What you will do:
A – Reproduce the passage of the López biography from "Under his 2019" up to and including "Ridge National Laboratory.".
B – According to the López biography, which fields did his title as Associate Professor at Vanderbilt University cover? Name every one.
C – Carry the López biography forward, beginning after its final sentence.

Carlos Federico López Restrepo (born 1975) is a Colombian-American scientist who researches network-driven biological processes using computational tools. Until March 2022, López was a tenured Associate Professor of Biochemistry & Pharmacology & Biomedical Informatics & Mechanical Engineering at Vanderbilt University. He is currently a Principal Scientist and the Multiscale Modeling Lead at Altos Labs.

Early life and education 
López was born in Bogotá, Colombia. He graduated from Colegio San Carlos, a primary and secondary private Catholic school in Bogotá.

López graduated from University of Miami with a B.Sc. in Chemistry and Biochemistry, and a B.L.A. in Liberal Arts in 1998. In 2004 he obtained a Ph.D. in Physical Chemistry under the supervision of Michael L. Klein in the University of Pennsylvania. He was also postdoctoral fellow in chemistry at the Center for Computational Molecular Sciences of the University of Texas at Austin and research fellow in systems biology at the Harvard Medical School.

Career 
López lead a namesake laboratory in Vanderbilt University in the department of biochemistry with the goal of “developing and applying numerical, modeling, and statistical methods to understand cellular processes and their dysregulation.” 

Under his 2019 National Science Foundation CAREER award López investigated the underpinnings for essential biochemical processes. In 2017 he was named Vanderbilt’s liaison to Oak Ridge National Laboratory.

López has published more than forty papers and has done numerous presentations in academic and scientific conferences. His work has been cited in thousands of publications.

Dataset content:
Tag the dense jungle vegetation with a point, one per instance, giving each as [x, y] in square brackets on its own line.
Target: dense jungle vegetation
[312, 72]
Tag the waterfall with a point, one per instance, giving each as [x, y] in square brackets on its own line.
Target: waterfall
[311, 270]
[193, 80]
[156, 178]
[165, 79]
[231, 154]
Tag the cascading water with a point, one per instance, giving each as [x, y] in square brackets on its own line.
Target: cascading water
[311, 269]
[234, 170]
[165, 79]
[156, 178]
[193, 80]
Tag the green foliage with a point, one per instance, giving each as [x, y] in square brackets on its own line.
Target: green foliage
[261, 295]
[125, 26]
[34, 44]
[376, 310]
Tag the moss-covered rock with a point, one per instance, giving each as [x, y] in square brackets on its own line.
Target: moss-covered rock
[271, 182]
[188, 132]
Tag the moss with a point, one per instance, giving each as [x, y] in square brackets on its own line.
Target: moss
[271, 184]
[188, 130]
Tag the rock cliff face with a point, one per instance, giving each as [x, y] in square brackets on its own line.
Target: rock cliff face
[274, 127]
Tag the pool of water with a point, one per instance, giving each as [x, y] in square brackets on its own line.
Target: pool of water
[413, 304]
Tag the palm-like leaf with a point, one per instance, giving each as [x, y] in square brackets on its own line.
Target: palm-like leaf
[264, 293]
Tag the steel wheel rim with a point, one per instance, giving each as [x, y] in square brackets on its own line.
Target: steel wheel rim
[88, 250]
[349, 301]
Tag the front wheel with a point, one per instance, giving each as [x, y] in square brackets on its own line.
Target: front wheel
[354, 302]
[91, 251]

Your written answers:
A –
Under his 2019 National Science Foundation CAREER award López investigated the underpinnings for essential biochemical processes. In 2017 he was named Vanderbilt’s liaison to Oak Ridge National Laboratory.

B – Biochemistry, Pharmacology, Biomedical Informatics, and Mechanical Engineering.

C –
In 2021 López was promoted to the rank of Associate Professor (with tenure) at Vanderbilt University. In 2022, López moved to Altos Laboratories to study cellular processes associated with aging.

Software development 
The López lab has contributed to various software tools used in systems biology including:

 PySB a modeling framework to encode cellular biochemical processes in Python. 
 PyDREAM a Python implementation of the DREAM algorithm for Bayesian parameter inference.
 MAGINE a modeling framework for multi-omics data integration. 
 PyViPR a visualization tool for dynamic biochemical processes with automated network resolution representation. 

All tools from the Lopez lab can be found at the Lopez lab website on GitHub.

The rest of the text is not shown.